-- Start Document segment --

19. Boston – Avery Bradley, guard (Texas): Looks like the Celtics found their backup to Rajon Rondo at the point. Coming into this year, he was expected to be as good or as better than John Wall, but his game did not mature as much. He shoots well on spot-ups but does not shoot well off the dribble. He can defend, however, which will fit in with the Celtics no matter who the coach is.

20. San Antonio – James Anderson, guard (Oklahoma State): Best perimeter scorer in the draft… How do guys like this always fall to the Spurs. He was on our sleepers list because he is a guy who can score the rock any way you please — spot up, off the dribble or drive to rim (and draws fouls well). He is a fantastic athlete. Got to work on his defense, Pops likes the defense. But a good pick.

21. Oklahoma City – Craig Brackins, forward (Iowa State): He has been traded to New Orleans, which has far better gumbo than you find in Oklahoma City. He might well have been a lottery guy last year, but he went back for one more season, defenses really focused on him, and he faltered. The defenders are longer and better in the NBA, but he won’t be focused on as much and other can create for him (something that never happened at Iowa State). Scouts liked his offensive potential, though they questioned his commitment to defense.

22. Portland – Elliot Williams, guard (Memphis): This guys has classic swingman skills – he can run the break, and take guys off the dribble in the half court. He is very quick, and he knows how to draw contact. He also can defend. He needs to get a more steady shot, and most of all he needs to develop the ability to go right with the right hand. NBA teams can stop a one-handed player.

23. Minnesota – Trevor Booker, forward (Clemson): He has been traded to the Wizards (for picks 30 and 35, Minnesota gets 56 from the Wizards). Small for the size but strong. He is a good athlete and works hard, but his offensive moves will need polish for the NBA level. He was asked to take on more of the offense at Clemson last year and struggled to be efficient.

24. Atlanta – Damion James, forward (Texas): He has been traded to the New Jersey Nets. Very physical player at the college level, but that is a lot harder to pull off at the NBA level, and he may be a little small to do that. He is a good athlete who could run and play in transition. Needs to polish up the offense a little.

-- End Document segment --
-- Start Data extract --

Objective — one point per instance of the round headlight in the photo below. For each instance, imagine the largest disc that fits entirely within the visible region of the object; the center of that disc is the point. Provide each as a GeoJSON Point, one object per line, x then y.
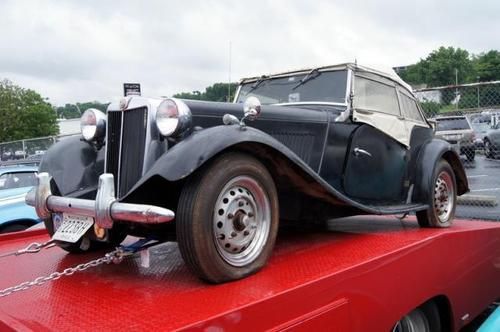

-- End Data extract --

Write out the draft notes between "21. Oklahoma City" and "commitment to defense.", inclusive, swapping "gumbo" for "jambalaya".

Solution to this task:
21. Oklahoma City – Craig Brackins, forward (Iowa State): He has been traded to New Orleans, which has far better jambalaya than you find in Oklahoma City. He might well have been a lottery guy last year, but he went back for one more season, defenses really focused on him, and he faltered. The defenders are longer and better in the NBA, but he won’t be focused on as much and other can create for him (something that never happened at Iowa State). Scouts liked his offensive potential, though they questioned his commitment to defense.